-- Goal --
Pick out every line of the records below that contains the word "tree", and copy each one in full.

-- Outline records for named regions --
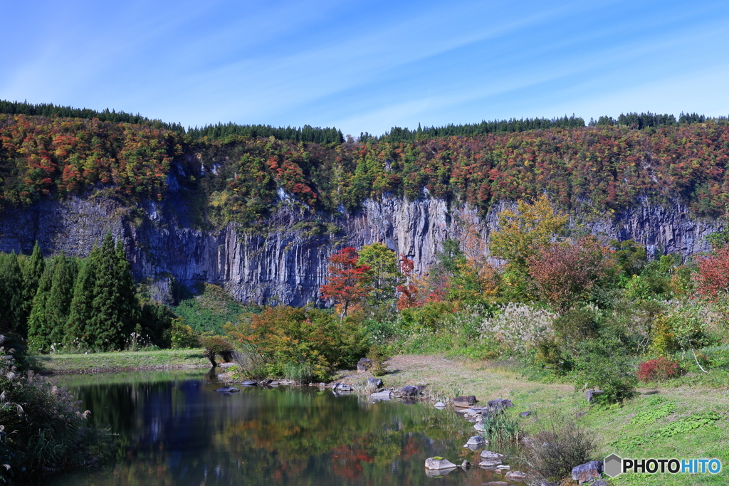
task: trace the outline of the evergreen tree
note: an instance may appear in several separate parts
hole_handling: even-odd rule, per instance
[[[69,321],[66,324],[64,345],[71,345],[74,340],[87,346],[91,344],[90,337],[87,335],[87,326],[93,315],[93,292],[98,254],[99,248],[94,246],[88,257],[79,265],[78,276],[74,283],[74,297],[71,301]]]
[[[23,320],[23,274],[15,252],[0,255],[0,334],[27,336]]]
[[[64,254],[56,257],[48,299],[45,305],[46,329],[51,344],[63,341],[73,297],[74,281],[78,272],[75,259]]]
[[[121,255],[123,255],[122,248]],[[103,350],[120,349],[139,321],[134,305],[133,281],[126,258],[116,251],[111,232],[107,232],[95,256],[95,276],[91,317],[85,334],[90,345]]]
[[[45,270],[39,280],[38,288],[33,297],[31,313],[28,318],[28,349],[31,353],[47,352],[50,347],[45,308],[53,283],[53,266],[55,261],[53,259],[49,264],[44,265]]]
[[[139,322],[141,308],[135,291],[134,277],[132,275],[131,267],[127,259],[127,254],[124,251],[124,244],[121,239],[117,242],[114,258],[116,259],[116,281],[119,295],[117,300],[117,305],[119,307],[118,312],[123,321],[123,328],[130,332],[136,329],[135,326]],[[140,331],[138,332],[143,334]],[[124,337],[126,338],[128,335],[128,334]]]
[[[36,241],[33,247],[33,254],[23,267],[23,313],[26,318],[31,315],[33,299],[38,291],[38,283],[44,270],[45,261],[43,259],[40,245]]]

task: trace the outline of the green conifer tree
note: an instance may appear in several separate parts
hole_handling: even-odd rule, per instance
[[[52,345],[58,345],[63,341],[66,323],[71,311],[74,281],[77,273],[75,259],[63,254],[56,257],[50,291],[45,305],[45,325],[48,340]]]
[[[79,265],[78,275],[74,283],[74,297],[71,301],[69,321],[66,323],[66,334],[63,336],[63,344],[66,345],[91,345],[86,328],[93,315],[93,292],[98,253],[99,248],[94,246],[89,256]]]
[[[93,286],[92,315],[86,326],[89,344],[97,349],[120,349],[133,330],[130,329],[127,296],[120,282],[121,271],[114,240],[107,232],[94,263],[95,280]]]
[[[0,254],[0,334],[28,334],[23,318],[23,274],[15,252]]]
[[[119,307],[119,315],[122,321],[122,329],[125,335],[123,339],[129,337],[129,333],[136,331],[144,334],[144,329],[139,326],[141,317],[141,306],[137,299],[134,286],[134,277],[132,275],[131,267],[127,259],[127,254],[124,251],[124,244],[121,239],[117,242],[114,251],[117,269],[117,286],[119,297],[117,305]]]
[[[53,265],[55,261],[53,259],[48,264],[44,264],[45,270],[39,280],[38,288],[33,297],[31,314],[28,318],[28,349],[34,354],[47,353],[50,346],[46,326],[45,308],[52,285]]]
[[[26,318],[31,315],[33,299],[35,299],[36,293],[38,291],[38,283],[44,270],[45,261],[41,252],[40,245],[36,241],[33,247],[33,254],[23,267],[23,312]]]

* * *

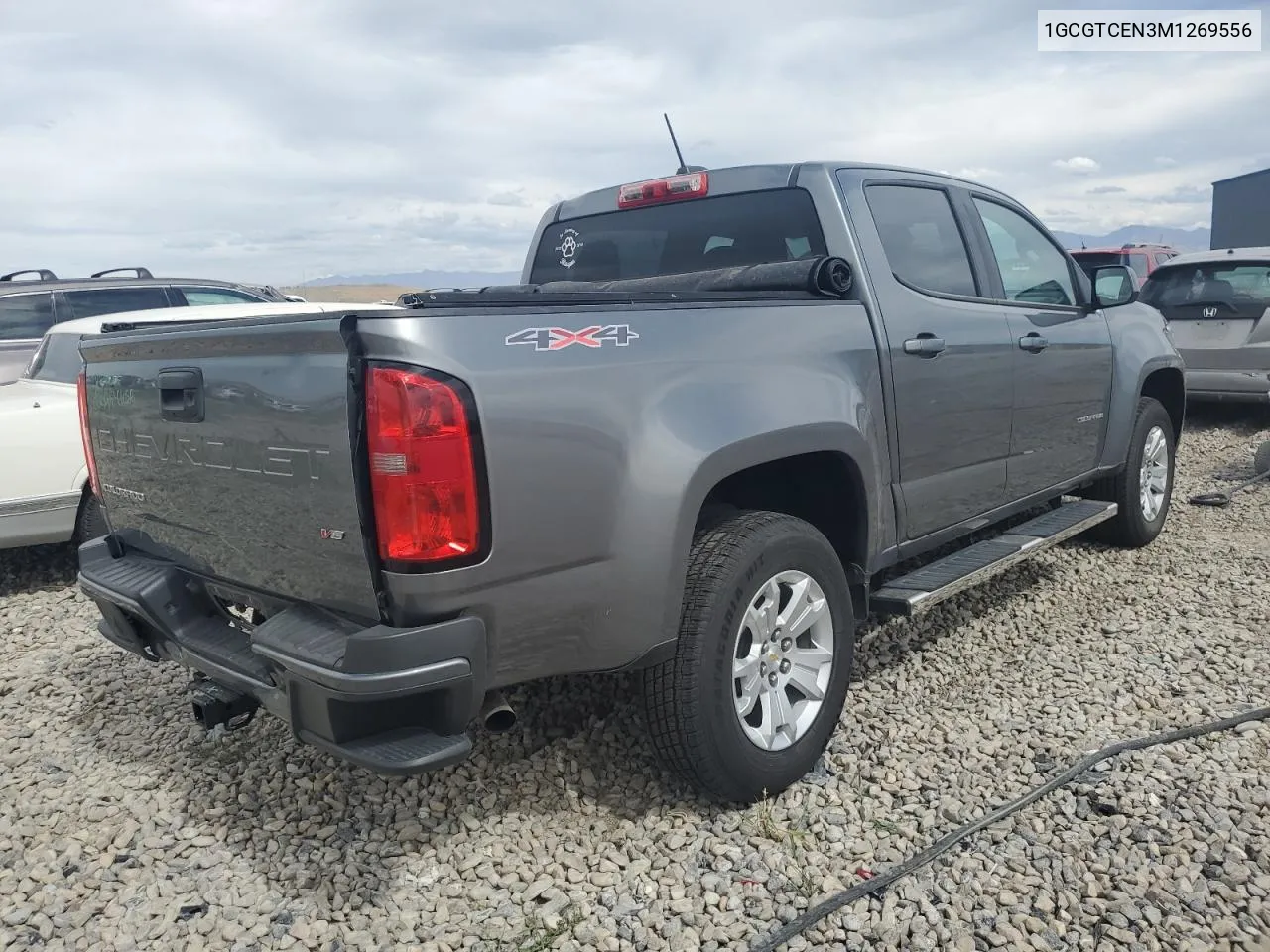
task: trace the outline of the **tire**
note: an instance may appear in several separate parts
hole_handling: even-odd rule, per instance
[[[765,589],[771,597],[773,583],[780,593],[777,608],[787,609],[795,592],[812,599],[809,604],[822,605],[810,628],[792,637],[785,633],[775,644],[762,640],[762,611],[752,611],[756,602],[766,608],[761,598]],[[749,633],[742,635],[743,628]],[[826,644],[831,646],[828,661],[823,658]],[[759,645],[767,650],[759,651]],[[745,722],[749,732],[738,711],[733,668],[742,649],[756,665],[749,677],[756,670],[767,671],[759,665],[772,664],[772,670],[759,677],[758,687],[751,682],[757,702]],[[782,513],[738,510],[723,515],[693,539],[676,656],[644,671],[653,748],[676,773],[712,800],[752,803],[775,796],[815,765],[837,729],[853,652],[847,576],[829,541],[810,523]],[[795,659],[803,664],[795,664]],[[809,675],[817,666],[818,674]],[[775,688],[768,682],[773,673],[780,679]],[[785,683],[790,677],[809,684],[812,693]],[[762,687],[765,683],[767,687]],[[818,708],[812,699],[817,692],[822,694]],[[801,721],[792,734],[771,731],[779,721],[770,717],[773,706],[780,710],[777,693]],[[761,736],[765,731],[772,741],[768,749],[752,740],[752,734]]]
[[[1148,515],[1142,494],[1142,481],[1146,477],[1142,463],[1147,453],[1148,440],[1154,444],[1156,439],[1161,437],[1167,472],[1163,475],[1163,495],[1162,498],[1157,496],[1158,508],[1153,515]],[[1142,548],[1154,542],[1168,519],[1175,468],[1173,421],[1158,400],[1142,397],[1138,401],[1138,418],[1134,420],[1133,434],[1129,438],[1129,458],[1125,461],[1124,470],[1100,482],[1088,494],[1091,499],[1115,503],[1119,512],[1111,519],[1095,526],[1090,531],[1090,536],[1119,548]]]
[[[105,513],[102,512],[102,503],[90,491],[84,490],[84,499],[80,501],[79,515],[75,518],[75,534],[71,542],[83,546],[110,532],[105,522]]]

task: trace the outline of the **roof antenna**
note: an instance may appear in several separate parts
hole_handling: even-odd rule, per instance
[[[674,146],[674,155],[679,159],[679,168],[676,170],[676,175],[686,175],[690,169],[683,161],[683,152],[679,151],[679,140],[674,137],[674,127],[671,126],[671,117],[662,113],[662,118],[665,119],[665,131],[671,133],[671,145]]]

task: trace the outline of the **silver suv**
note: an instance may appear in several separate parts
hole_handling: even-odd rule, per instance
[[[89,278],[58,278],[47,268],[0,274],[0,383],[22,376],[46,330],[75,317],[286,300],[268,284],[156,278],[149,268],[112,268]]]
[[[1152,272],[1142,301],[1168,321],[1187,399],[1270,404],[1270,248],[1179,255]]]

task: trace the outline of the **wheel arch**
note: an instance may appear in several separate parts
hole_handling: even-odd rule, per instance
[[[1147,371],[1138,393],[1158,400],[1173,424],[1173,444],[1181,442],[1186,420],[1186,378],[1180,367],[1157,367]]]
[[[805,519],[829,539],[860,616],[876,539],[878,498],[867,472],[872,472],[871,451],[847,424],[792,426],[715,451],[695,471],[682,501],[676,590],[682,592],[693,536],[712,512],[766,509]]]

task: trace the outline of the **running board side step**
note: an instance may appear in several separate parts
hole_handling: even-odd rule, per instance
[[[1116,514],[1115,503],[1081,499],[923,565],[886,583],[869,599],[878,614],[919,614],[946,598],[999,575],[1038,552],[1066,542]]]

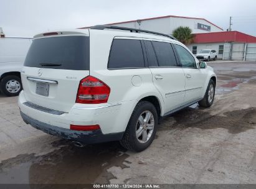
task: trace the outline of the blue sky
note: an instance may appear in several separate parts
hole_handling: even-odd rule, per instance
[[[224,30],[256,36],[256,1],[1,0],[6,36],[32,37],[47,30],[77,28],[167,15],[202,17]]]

-- Finished answer --
task: trace the outline of the evergreen tree
task: trace the outline of the green conifer tree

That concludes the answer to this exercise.